## Direction
Carry on with the passage on productivity, efficiency and effectiveness from the point where it stops.

## Text block
****************
If you turn 10% into 20%, you double your throughput, whether you call it velocity or speed or productivity. There’s a guy, a fellow called Ari Meisel. He splits it up three ways. He said productivity means you do more, efficiency means you do more with less, and effectiveness means you do more of what works.
You can be highly productive and highly efficient at creating waste and wasting people’s time, attention, abilities. You can’t be when we’re effective, it means we’re doing more of what works. When we do more of what works, that pulls that non-value-added line down. We go from 10% to 20% to 30%.
So we need to be relentless in keeping everyone on track. Jim Collins’ flywheel effect we teach people to see waste. We get them to stop and fix it. We get some lessons learned and we share them around and we keep that spinning. We need to be relentless about keeping that flywheel spinning. That drives value-added activity up and non-value-added activity down.
****************
## Dataset records
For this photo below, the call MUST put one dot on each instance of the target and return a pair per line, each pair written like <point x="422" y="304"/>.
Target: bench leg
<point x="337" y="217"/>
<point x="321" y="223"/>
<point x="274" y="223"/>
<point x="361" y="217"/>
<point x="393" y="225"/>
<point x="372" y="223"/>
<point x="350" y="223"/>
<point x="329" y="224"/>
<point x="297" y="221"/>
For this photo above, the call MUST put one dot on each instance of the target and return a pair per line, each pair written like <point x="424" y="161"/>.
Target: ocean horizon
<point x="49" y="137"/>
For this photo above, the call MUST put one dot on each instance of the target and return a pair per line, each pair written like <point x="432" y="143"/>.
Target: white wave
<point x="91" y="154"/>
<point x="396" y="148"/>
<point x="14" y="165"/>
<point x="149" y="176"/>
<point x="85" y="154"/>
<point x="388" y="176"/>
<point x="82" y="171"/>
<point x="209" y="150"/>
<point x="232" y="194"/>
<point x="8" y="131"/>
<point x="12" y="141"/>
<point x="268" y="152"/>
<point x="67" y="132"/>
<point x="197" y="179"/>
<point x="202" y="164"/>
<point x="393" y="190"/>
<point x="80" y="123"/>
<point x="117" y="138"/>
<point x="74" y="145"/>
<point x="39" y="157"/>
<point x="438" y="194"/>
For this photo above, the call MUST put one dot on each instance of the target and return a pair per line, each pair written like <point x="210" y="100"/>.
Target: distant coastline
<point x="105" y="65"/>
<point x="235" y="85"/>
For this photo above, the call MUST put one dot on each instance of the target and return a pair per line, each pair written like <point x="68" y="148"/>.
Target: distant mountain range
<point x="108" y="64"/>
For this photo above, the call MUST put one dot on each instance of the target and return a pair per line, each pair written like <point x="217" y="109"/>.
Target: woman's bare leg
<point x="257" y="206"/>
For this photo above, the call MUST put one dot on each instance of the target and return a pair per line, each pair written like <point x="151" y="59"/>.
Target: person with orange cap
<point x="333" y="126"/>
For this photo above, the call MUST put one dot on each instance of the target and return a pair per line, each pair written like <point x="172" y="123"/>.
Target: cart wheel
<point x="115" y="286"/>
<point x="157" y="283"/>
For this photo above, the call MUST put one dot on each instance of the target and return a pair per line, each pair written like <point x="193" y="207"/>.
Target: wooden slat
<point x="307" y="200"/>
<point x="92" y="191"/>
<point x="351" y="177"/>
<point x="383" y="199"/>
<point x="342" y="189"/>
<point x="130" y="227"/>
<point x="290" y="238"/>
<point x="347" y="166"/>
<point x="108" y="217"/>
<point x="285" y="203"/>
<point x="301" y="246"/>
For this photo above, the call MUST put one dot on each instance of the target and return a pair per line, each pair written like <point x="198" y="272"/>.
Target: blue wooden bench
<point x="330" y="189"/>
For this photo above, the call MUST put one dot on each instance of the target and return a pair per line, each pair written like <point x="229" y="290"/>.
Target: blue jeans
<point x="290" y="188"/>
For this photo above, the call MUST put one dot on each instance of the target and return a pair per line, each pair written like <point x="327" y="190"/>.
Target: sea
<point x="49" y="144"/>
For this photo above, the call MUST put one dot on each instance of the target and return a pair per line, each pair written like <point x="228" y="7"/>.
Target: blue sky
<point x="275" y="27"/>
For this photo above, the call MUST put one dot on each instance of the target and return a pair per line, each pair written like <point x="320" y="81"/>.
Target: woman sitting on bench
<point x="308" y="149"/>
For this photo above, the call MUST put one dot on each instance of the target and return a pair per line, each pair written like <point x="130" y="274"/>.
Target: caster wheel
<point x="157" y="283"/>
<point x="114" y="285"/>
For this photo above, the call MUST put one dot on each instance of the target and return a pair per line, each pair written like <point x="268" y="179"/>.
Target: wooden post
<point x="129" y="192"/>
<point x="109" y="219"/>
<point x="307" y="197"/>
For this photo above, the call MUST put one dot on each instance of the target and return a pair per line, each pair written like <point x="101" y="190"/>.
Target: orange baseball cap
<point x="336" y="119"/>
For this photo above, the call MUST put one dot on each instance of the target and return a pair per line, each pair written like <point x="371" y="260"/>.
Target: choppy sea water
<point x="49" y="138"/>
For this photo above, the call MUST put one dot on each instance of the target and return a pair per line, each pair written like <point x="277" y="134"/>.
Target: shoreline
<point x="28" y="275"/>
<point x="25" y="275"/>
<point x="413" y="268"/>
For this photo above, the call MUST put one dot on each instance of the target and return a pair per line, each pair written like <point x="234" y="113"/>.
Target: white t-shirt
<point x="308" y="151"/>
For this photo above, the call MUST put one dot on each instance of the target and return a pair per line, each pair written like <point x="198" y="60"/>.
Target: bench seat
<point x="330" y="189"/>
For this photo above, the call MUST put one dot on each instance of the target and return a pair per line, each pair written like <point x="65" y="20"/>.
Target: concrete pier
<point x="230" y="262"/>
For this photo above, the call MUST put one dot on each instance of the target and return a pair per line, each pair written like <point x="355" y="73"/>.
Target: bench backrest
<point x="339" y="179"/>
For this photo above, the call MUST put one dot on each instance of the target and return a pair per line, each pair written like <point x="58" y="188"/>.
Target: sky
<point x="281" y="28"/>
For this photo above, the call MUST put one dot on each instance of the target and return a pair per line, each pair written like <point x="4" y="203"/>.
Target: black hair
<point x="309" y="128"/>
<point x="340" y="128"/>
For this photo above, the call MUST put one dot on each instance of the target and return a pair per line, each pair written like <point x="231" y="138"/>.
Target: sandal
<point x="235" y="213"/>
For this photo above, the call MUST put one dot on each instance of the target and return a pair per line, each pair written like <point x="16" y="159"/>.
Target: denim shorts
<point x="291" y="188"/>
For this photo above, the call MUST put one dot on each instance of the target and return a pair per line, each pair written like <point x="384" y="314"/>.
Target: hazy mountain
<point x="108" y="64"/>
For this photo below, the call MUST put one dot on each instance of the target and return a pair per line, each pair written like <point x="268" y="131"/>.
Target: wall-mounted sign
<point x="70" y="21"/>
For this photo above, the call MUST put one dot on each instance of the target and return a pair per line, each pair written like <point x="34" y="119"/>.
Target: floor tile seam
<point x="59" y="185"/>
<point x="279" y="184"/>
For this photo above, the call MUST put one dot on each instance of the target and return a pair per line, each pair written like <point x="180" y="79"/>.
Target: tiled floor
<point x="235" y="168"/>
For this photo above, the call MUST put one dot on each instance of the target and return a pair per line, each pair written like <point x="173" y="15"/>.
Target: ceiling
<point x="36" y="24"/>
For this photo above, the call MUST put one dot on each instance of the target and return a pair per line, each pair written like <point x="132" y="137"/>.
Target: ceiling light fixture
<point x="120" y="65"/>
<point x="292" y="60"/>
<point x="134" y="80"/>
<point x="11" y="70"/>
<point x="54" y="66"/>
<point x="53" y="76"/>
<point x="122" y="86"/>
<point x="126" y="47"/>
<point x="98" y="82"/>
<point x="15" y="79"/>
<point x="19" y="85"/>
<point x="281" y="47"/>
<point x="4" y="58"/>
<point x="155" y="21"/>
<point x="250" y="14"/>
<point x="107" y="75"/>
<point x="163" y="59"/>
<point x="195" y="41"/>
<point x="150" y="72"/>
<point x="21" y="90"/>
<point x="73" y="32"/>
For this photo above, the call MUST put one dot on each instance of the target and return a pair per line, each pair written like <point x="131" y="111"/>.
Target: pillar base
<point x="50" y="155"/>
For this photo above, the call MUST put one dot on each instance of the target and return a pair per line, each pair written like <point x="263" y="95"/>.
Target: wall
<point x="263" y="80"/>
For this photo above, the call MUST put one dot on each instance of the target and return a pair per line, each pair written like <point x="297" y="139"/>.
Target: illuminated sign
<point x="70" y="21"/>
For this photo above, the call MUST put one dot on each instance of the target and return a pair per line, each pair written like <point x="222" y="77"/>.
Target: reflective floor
****************
## Response to this exercise
And it may not sound like it, but it slows the changes because the changes sit in this bucket of non-value-added activity. Like the ones I was talking about with that piping job that would have just been non-value-added activity. The effect that that would have had on the overall system? Negligible. Not worth it. Two or three days of production would have blown away any improvements to that system.
So we must be relentless in giving people the big picture so they can see where we need to head. So instead of them looking in all different directions, we got them all going in one way. And when we do that, everyone’s quicker. Relentless is not about push. It’s relentless on making the environment better for our people.
A Challenge for Leaders
Here’s what I want you to do this week. Look at your project changes. Are they serving the global optimum? Are they helping you reach the goal and create flow? Or are they nice-to-haves that don’t really need to happen?
Get everyone on the same page with visual planning. Use the Takt plan so everyone can see where you’re heading. Verify full kit before starting. Manage the dip in the middle with small Takt times. And stop obsessing with keeping people busy. Obsess with flow instead. As Beanie says , visual planning is the key to stopping project changes. Give people the big picture. Get everyone rowing in the same direction. And be relentless on making the environment better for your people.
On we go.
Frequently Asked Questions
How does theory of constraints relate to project changes?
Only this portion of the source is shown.